Scan the records below for the line with "Target: shop window" and the line with "written like (109,180).". Repeat those two lines and every line between them exactly, and nothing else.

[Data extracted from a collection]
*-*-*
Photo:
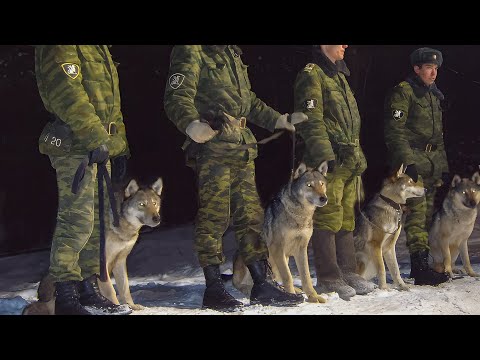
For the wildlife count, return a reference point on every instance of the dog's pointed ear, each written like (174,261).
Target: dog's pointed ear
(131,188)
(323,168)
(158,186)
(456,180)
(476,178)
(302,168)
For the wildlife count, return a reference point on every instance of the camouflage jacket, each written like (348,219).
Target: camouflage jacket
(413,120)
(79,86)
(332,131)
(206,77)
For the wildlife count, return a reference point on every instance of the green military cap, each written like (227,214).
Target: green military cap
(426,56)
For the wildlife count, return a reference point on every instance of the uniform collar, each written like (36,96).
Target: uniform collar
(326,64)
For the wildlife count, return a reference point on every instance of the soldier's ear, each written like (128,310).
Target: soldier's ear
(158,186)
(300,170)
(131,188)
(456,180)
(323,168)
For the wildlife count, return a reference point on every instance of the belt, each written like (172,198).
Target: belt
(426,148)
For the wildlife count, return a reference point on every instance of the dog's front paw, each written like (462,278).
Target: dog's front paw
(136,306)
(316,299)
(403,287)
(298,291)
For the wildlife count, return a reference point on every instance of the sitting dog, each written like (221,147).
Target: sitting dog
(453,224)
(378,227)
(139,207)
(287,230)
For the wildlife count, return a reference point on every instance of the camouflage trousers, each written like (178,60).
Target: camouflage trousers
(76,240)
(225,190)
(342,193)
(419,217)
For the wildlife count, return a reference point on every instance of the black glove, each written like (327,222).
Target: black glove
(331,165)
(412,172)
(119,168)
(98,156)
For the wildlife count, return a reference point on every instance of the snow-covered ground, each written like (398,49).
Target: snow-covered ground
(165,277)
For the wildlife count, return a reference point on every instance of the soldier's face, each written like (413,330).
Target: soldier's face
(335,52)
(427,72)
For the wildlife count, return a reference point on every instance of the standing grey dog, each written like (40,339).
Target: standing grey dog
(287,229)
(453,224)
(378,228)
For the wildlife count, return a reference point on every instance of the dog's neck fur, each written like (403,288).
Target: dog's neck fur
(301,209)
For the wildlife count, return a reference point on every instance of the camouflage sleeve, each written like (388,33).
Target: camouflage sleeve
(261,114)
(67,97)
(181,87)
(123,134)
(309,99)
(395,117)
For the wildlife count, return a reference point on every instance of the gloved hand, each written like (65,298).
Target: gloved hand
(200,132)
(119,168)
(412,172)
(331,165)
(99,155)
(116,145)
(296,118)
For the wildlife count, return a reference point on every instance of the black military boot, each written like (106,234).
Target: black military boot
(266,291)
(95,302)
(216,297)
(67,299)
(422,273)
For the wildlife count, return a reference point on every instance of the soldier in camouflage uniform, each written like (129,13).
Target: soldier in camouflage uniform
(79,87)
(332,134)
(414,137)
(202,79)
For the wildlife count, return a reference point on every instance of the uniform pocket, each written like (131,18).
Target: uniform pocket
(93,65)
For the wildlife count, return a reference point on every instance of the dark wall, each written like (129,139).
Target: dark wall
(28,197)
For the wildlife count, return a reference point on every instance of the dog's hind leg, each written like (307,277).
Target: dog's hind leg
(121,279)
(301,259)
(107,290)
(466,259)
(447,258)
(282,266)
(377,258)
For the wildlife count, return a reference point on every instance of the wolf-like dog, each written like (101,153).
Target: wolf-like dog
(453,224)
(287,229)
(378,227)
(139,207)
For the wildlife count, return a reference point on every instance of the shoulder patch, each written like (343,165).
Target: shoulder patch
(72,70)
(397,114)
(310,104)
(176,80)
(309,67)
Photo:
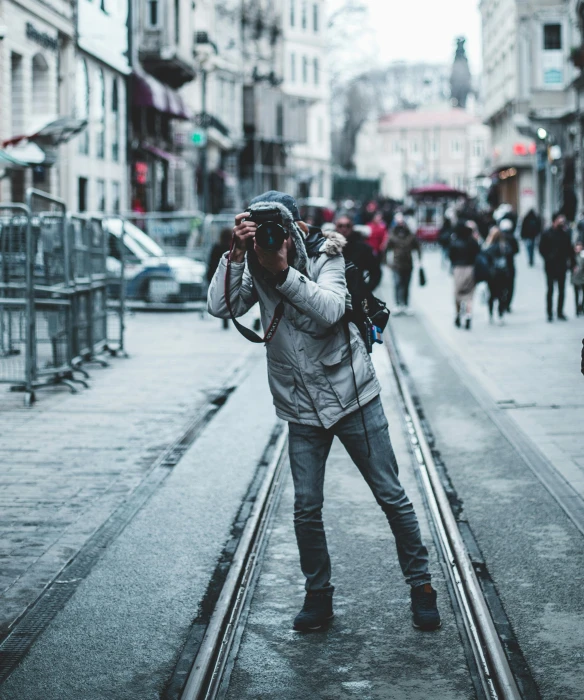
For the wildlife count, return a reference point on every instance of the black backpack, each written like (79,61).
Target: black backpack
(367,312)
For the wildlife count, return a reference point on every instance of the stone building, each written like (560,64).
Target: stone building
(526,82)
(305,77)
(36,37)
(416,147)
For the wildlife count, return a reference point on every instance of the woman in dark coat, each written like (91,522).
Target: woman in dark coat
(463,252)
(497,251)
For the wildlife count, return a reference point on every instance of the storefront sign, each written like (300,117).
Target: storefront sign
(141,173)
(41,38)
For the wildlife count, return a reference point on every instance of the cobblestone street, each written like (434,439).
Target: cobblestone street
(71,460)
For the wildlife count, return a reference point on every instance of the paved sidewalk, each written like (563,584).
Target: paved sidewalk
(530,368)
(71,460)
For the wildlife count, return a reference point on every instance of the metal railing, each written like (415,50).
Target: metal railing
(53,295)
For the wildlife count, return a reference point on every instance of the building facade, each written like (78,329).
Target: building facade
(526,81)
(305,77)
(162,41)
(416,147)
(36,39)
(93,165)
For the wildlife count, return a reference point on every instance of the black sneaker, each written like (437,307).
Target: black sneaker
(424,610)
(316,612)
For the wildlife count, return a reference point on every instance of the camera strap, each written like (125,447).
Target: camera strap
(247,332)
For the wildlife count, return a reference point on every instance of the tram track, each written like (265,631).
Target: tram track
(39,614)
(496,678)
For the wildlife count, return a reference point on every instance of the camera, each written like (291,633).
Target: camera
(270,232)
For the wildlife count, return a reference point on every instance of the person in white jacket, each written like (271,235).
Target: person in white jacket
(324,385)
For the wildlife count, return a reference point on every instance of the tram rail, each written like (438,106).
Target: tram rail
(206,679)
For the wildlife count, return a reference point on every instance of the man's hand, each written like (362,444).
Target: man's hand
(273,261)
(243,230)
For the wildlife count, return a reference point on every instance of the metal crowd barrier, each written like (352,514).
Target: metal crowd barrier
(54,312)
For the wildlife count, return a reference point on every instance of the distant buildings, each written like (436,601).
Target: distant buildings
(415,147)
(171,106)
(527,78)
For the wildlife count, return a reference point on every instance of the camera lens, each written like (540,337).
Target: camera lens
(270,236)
*-*-*
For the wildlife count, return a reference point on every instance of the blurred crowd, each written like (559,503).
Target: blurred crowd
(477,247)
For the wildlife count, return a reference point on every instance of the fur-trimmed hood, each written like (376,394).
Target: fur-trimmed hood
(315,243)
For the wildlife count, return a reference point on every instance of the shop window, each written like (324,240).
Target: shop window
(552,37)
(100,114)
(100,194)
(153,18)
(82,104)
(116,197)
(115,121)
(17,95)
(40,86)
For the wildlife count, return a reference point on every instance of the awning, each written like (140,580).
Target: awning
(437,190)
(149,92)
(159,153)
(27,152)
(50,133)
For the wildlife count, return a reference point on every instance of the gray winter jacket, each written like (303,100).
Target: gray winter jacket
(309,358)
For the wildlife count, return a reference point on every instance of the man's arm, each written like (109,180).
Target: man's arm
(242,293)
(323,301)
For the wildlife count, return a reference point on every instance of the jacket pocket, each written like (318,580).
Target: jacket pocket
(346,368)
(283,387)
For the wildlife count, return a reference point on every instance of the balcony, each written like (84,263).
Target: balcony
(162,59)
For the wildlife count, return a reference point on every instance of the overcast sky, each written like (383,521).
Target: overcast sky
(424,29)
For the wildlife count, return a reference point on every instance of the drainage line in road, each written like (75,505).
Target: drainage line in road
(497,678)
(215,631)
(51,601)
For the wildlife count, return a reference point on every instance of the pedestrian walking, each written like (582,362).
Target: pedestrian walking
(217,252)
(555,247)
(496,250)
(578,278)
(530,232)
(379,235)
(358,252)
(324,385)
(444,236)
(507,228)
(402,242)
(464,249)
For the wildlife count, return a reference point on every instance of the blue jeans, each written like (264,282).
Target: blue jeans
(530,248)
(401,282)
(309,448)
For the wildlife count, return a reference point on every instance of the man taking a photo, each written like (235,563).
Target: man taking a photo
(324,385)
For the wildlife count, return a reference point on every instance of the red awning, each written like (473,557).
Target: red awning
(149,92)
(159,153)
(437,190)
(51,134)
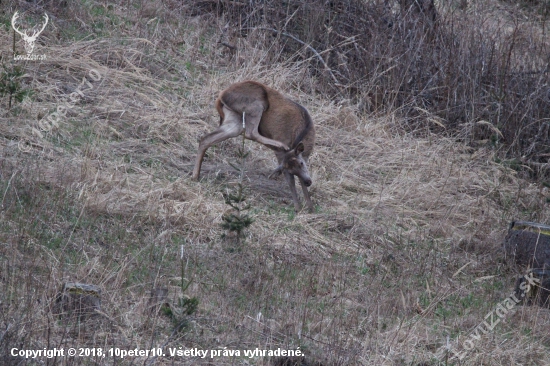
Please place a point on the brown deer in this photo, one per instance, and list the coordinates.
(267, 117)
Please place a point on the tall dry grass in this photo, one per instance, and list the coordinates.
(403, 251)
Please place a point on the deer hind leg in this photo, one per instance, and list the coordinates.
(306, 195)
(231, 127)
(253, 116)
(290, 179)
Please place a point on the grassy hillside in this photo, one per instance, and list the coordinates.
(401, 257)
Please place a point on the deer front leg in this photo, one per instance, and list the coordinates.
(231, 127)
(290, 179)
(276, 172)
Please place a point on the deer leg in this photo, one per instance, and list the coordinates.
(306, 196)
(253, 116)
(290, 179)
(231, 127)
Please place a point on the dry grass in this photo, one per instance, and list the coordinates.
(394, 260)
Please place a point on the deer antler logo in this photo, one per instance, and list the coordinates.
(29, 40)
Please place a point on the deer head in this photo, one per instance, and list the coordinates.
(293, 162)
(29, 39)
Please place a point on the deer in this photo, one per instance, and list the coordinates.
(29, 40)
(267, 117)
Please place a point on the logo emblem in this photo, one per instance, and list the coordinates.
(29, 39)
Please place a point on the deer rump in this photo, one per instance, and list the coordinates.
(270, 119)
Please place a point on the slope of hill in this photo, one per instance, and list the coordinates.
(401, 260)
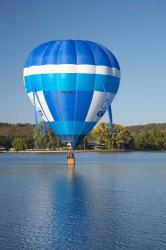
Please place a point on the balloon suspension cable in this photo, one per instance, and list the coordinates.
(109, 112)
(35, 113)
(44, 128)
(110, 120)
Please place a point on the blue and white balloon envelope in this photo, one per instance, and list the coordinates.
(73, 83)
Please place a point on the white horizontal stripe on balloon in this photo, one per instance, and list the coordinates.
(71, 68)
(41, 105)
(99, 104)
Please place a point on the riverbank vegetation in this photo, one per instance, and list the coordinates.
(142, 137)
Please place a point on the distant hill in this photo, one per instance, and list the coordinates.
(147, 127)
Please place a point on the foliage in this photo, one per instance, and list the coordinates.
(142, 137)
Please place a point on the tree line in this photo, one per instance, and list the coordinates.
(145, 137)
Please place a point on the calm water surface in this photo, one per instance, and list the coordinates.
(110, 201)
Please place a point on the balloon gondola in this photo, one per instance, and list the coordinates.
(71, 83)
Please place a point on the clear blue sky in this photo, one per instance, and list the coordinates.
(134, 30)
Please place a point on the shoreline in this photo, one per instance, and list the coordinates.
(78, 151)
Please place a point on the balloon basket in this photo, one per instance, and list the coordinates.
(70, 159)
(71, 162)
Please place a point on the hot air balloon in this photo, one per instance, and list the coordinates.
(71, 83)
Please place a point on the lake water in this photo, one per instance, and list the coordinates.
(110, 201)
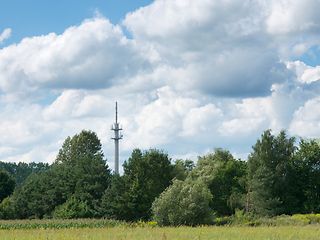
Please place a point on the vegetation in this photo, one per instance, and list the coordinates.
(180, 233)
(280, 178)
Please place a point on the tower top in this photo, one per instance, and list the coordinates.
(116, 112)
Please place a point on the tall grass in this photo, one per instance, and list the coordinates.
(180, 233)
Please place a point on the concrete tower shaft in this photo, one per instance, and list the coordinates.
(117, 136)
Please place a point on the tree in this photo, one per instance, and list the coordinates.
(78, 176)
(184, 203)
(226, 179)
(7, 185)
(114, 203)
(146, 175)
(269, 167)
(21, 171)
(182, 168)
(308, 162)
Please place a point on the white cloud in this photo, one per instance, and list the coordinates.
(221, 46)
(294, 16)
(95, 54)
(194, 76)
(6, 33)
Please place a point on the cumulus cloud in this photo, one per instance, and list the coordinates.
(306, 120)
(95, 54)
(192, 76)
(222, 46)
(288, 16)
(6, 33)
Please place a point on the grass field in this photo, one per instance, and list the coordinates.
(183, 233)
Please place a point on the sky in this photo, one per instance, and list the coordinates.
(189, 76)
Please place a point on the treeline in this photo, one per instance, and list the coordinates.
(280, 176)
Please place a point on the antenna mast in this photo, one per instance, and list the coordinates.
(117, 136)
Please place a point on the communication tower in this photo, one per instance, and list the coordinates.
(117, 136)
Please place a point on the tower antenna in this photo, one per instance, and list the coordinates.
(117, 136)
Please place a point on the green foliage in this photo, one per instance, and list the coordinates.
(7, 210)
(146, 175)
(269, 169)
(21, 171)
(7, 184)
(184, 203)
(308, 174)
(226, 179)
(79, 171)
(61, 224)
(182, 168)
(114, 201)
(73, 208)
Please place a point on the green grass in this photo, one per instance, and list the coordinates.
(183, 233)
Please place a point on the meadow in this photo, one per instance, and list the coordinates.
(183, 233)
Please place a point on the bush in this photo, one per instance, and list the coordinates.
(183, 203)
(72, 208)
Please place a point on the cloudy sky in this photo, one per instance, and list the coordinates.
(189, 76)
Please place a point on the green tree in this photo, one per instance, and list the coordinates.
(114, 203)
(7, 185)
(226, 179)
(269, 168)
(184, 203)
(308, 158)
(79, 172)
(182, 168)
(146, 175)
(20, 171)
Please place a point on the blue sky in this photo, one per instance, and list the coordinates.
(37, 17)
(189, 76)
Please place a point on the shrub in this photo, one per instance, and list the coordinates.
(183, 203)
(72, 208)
*-*-*
** WRITTEN SOLUTION **
Target: shop window
(552,37)
(100,114)
(100,194)
(153,18)
(82,104)
(116,197)
(115,121)
(17,95)
(40,86)
For the wildlife count, return a reference point on every instance of the awning, each written like (140,580).
Target: awning
(437,190)
(149,92)
(159,153)
(27,152)
(50,133)
For the wildlife count, return a reference point on every instance of the gray winter jacket, each written like (303,100).
Target: gray winter jacket
(309,358)
For the wildlife count, return a reference point on every instance of the man's arm, each written like (109,180).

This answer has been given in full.